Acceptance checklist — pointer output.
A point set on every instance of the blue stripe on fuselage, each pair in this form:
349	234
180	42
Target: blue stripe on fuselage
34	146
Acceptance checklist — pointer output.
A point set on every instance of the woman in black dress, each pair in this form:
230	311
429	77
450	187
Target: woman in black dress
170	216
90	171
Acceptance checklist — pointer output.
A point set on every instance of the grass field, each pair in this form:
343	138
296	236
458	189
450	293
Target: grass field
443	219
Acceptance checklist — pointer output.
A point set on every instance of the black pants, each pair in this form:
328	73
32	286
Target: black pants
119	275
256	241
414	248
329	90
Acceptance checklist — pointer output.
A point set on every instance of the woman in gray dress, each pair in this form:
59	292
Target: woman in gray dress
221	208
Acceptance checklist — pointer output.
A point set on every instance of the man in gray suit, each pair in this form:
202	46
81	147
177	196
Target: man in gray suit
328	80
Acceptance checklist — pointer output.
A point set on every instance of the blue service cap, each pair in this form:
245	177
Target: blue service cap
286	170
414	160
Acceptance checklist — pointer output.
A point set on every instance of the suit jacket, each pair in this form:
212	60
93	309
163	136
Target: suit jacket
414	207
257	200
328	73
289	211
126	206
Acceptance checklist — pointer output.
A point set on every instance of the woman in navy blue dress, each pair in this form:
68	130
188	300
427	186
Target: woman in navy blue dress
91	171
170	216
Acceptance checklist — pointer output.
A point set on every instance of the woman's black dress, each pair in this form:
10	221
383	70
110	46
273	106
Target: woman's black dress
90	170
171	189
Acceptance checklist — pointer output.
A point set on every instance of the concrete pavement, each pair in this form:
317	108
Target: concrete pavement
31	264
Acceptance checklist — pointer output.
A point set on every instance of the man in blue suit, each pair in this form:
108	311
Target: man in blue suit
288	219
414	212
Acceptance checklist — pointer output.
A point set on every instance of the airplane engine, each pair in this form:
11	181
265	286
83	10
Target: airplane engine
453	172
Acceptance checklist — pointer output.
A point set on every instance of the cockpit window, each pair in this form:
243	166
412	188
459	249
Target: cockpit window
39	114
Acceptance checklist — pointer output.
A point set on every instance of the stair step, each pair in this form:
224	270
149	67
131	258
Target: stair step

----

▸ PROMPT
Show all lines from the records above where the word "step" occurs.

▸ SOLUTION TO THIS EXERCISE
A point set on every instance of the stair step, each pair in this form:
Target: stair step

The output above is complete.